─── RECORDS PROVIDED ───
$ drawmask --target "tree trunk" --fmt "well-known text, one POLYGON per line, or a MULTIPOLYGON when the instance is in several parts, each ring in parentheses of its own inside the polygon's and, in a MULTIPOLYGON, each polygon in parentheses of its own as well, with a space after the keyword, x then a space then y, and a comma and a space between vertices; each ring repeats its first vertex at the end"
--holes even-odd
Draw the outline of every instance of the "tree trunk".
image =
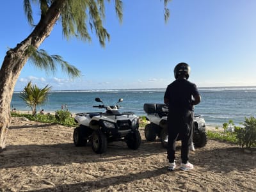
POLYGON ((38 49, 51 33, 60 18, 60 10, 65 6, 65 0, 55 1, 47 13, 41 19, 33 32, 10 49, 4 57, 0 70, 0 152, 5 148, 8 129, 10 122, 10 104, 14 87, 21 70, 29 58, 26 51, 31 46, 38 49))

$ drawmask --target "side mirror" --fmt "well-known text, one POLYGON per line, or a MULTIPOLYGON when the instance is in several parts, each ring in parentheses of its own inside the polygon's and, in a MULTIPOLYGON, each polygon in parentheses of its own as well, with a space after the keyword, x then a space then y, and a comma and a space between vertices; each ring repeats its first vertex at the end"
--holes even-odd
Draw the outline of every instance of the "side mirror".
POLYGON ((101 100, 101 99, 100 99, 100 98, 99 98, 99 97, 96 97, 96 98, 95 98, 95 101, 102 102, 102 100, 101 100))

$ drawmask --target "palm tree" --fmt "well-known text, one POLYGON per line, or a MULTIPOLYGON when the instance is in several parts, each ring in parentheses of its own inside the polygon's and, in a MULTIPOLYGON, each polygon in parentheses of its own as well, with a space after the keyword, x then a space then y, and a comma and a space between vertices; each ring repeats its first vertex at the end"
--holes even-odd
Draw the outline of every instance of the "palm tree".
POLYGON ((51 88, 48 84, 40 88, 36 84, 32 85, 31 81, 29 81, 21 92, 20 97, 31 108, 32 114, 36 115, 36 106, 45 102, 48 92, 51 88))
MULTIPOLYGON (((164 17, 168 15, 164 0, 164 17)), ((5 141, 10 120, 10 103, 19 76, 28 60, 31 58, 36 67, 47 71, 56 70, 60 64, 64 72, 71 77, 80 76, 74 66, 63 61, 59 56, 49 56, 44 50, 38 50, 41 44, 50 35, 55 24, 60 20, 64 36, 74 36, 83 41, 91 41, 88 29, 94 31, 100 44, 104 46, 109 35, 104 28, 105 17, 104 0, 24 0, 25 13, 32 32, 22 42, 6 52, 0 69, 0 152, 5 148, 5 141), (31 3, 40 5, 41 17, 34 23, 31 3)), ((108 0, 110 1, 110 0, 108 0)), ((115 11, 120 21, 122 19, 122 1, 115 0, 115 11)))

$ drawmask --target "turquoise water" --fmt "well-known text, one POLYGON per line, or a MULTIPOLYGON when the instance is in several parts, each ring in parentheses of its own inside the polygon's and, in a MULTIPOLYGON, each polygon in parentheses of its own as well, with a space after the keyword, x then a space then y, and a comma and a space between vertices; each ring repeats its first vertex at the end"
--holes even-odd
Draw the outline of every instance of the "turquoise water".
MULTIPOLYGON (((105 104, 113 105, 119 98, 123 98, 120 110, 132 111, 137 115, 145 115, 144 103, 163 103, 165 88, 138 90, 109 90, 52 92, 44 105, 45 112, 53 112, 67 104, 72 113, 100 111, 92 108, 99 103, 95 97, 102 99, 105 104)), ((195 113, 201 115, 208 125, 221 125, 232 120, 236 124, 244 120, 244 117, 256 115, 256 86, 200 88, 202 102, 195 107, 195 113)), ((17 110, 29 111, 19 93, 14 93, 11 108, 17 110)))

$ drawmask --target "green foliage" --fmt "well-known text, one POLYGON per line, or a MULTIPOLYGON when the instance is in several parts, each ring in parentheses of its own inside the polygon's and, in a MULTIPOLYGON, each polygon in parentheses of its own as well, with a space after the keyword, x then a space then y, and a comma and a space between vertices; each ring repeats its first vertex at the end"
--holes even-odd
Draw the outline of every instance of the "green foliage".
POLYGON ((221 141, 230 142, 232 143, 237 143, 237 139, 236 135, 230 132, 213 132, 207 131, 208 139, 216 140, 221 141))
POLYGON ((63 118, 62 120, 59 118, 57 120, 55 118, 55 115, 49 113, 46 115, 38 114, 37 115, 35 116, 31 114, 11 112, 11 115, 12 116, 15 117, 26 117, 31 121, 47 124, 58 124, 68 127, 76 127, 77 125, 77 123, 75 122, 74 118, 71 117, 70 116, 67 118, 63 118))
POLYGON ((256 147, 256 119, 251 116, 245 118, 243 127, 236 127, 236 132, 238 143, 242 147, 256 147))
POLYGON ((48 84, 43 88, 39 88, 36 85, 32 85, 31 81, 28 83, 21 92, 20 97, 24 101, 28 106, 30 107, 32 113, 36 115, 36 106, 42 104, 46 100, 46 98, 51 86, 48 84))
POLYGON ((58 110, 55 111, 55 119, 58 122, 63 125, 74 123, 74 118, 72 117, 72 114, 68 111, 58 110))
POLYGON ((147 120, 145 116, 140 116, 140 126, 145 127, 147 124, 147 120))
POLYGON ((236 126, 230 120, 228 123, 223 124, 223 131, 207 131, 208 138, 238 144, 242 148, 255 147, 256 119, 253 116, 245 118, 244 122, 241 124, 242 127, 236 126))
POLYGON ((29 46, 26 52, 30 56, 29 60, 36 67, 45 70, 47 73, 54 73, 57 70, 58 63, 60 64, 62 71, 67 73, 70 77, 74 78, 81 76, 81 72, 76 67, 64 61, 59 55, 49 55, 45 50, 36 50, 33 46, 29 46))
───
Report how many lines of the entries above contain the string "inside", treating uppercase and lowercase as distinct. Give only the number.

5